Text →

* begin *

Sector focus: We continue to see the healthcare sector thriving in current environment as demand for the products and services expected to remain upbeat. We also think that the REIT sector will remain resilient during the volatile times.

The FBM KLCI staged a mild recovery after hovering mostly in the positive territory but closed below the daily EMA9 level. Despite yesterday’s recovery with the key index re-claiming 1,500, we reckon that the consolidation will continue to take shape with resistances located at 1,515 and 1,555. The support, meanwhile are remained at 1,480, followed by 1,450. Indicators have turned mixed as the MACD Histogram has turned green, but the RSI remains below 50.

Company Brief

Axiata Group Bhd has been granted approval from the Bangladesh Securities and Exchange Commission to list its 68.7% unit Robi Axiata Ltd on the Dhaka and Chittagong stock exchanges. It would be raising RM255.2m from the listing. The IPO will consist of 523.8m new shares, representing 10.0% of Robi’s enlarged share capital post-listing. Axiata will continue to be Robi’s controlling shareholder after the listing. (The Edge)

AirAsia Group Bhd is looking at options to raise capital for its rebadged digital business arm, AirAsia Digital. It could be convertible debt or equity. The amount to be raised under this plan was not disclosed. On its core airline business, it would have to wait for borders to reopen. The airline is planning on launching new routes for the interior areas of Sarawak and Langkawi, and one domestic route in Thailand. (The Edge)

Sapura Energy Bhd has refuted allegations over any form of corruption over its Brazilian business or elsewhere, in response to investigations involving Sapura Energy and Seadrill Ltd in Brazil, where bribery was alleged to have taken place for Petrobas contracts. Brazilian and Dutch police have executed search warrants as part of the corruption probe into Seadrill and Sapura, as the Brazilians are eyeing an increasing number of international firms as part of its “Car Wash” corruption investigation. The operation is an attempt to deepen ongoing probes into three contracts worth RM11.25bn in a JV between Sapura and Seadrill and Petrobas in 2011. (The Edge)

* end *

What needs to be done →
From the market brief above, list every support and resistance level it gives for the FBM KLCI, marking each as one or the other.

Dataset content →
* begin *

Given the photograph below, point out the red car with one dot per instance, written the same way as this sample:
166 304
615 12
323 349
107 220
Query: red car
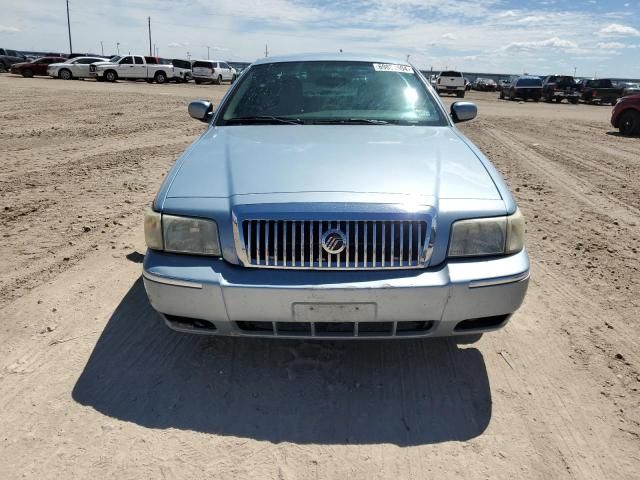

* end *

Solved problem →
Resistance: 1,515
Resistance: 1,555
Support: 1,480
Support: 1,450